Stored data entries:
Content starts

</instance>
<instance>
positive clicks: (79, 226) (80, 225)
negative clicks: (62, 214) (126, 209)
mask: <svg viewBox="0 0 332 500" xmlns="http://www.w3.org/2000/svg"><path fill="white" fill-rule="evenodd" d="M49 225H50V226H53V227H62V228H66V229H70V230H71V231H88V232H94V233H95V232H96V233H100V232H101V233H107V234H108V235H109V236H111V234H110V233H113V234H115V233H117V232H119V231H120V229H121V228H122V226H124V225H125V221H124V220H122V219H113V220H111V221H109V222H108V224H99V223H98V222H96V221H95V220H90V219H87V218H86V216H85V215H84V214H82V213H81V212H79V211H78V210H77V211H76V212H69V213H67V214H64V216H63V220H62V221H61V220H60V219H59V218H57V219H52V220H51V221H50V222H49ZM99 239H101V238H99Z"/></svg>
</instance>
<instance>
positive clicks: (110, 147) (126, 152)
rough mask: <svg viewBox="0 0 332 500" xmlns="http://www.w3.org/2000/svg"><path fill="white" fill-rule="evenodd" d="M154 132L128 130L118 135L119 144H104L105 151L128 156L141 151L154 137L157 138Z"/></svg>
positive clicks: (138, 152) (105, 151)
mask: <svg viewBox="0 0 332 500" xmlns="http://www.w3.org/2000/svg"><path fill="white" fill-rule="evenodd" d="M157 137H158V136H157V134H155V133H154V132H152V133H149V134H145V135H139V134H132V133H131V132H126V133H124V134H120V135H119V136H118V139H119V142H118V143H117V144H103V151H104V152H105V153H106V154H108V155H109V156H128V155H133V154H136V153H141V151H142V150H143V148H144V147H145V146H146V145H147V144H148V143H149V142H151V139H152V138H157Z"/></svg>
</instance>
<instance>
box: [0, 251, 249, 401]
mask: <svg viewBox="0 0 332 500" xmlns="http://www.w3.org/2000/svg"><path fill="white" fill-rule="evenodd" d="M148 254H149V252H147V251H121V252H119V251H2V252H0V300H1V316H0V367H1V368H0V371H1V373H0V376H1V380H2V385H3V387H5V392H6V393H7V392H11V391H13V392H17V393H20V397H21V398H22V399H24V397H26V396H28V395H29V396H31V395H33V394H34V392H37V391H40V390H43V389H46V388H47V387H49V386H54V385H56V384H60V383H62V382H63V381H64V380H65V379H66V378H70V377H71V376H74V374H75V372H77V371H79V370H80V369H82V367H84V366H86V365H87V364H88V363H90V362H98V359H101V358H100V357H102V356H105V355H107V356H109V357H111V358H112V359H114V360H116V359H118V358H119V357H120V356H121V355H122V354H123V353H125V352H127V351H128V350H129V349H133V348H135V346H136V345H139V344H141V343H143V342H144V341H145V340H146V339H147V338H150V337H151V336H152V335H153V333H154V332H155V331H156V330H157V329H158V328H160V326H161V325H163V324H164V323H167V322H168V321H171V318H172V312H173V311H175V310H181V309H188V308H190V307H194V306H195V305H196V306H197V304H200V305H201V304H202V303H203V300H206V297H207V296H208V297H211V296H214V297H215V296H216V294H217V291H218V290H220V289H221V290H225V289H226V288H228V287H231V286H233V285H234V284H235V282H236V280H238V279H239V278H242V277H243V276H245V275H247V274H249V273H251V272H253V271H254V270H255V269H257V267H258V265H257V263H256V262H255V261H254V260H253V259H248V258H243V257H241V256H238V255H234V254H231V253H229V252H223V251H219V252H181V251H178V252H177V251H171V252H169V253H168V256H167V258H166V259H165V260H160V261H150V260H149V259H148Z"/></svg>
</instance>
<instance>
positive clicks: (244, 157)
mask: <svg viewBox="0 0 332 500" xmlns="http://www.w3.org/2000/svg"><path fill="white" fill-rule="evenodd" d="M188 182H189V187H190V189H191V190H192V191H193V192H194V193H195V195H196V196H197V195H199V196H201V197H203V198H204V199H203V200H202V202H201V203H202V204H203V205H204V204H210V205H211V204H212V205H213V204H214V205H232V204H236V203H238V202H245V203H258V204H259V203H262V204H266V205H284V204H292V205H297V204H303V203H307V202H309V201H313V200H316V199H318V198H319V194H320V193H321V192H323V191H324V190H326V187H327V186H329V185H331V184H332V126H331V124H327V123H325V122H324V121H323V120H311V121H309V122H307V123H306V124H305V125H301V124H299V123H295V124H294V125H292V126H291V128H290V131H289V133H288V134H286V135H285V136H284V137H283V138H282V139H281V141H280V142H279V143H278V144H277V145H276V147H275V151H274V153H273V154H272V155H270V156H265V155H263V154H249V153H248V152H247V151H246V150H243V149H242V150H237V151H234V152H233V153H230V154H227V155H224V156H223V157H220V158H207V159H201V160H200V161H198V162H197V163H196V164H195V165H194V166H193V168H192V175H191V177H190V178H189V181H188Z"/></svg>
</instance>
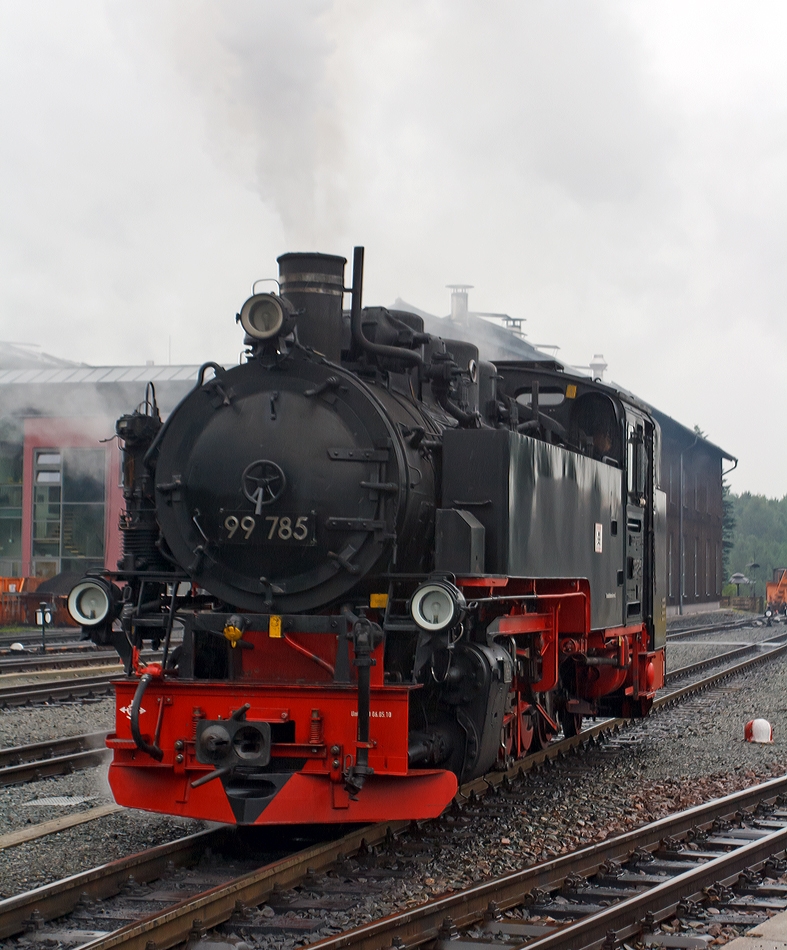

Content ends

What is needed:
Please give the data again unaltered, leaving out any images.

Answer area:
</instance>
<instance>
positive clicks: (79, 226) (80, 225)
negative clicks: (62, 214) (126, 209)
mask: <svg viewBox="0 0 332 500" xmlns="http://www.w3.org/2000/svg"><path fill="white" fill-rule="evenodd" d="M49 225H50V226H53V227H62V228H66V229H70V230H71V231H88V232H94V233H95V232H96V233H100V232H101V233H107V234H108V235H109V236H111V234H110V233H113V234H115V233H117V232H119V231H120V229H121V228H122V226H124V225H125V221H124V220H122V219H113V220H111V221H109V222H108V224H99V223H98V222H96V221H95V220H90V219H87V218H86V216H85V215H84V214H82V213H81V212H79V211H78V210H77V211H76V212H69V213H67V214H64V216H63V220H62V221H61V220H60V219H59V218H57V219H52V220H51V221H50V222H49ZM99 239H101V238H99Z"/></svg>
</instance>
<instance>
positive clicks: (110, 147) (126, 152)
rough mask: <svg viewBox="0 0 332 500" xmlns="http://www.w3.org/2000/svg"><path fill="white" fill-rule="evenodd" d="M154 132L128 130L118 135L119 144H104L105 151L128 156L141 151L154 137L157 138Z"/></svg>
positive clicks: (138, 152) (105, 151)
mask: <svg viewBox="0 0 332 500" xmlns="http://www.w3.org/2000/svg"><path fill="white" fill-rule="evenodd" d="M157 137H158V136H157V134H155V133H154V132H152V133H149V134H145V135H139V134H132V133H131V132H126V133H124V134H120V135H119V136H118V139H119V142H118V143H117V144H103V151H104V152H105V153H106V154H108V155H109V156H128V155H133V154H136V153H141V151H142V150H143V148H144V147H145V146H146V145H147V144H148V143H149V142H151V139H152V138H157Z"/></svg>
</instance>
<instance>
box: [0, 251, 249, 401]
mask: <svg viewBox="0 0 332 500" xmlns="http://www.w3.org/2000/svg"><path fill="white" fill-rule="evenodd" d="M148 254H149V252H147V251H121V252H119V251H2V252H0V300H1V316H0V367H1V368H0V371H1V373H0V376H1V380H2V385H3V387H5V392H6V393H7V392H11V391H13V392H17V393H20V397H21V398H22V399H24V397H26V396H28V395H29V396H31V395H33V394H34V392H37V391H40V390H43V389H46V388H47V387H49V386H54V385H56V384H60V383H62V382H63V381H64V380H65V379H66V378H70V377H71V376H74V374H75V372H77V371H79V370H80V369H82V367H84V366H86V365H87V364H88V363H90V362H98V359H101V358H100V357H102V356H105V355H107V356H109V357H111V358H112V359H114V360H116V359H118V358H119V357H120V356H121V355H122V354H123V353H125V352H127V351H128V350H129V349H133V348H135V346H136V345H139V344H141V343H143V342H144V341H145V340H146V339H147V338H150V337H151V336H152V335H153V333H154V332H155V331H156V330H157V329H158V328H160V326H161V325H163V324H164V323H167V322H168V321H171V318H172V312H173V311H175V310H181V309H188V308H190V307H194V306H195V305H196V306H197V304H200V305H201V304H202V303H203V300H206V297H207V296H208V297H211V296H214V297H215V296H216V294H217V291H218V290H220V289H221V290H225V289H226V288H228V287H231V286H233V285H234V284H235V282H236V280H238V279H239V278H242V277H243V276H245V275H247V274H249V273H251V272H253V271H254V270H255V269H257V267H258V265H257V263H256V262H255V261H254V260H253V259H248V258H243V257H241V256H238V255H234V254H231V253H229V252H223V251H219V252H181V251H178V252H177V251H171V252H169V253H168V256H167V258H166V259H165V260H160V261H150V260H149V259H148Z"/></svg>
</instance>
<instance>
positive clicks: (244, 157)
mask: <svg viewBox="0 0 332 500" xmlns="http://www.w3.org/2000/svg"><path fill="white" fill-rule="evenodd" d="M188 182H189V187H190V189H191V190H192V191H193V192H194V193H195V195H196V196H197V195H199V196H201V197H203V198H204V199H203V200H202V202H201V203H202V204H203V205H204V204H210V205H211V204H212V205H213V204H214V205H232V204H236V203H238V202H245V203H258V204H259V203H262V204H266V205H284V204H292V205H297V204H303V203H307V202H309V201H313V200H316V199H318V198H319V194H320V193H321V192H323V191H324V190H326V187H327V186H329V185H331V184H332V126H331V124H327V123H325V122H324V121H323V120H311V121H309V122H307V123H306V124H305V125H301V124H299V123H295V124H294V125H292V126H291V128H290V131H289V133H288V134H286V135H285V136H284V137H283V138H282V139H281V141H280V142H279V143H278V144H277V145H276V147H275V151H274V153H273V154H272V155H270V156H265V155H263V154H249V153H248V152H247V151H246V150H243V149H242V150H237V151H234V152H233V153H230V154H227V155H224V156H223V157H220V158H207V159H201V160H200V161H198V162H197V163H196V164H195V165H194V166H193V168H192V175H191V177H190V178H189V181H188Z"/></svg>
</instance>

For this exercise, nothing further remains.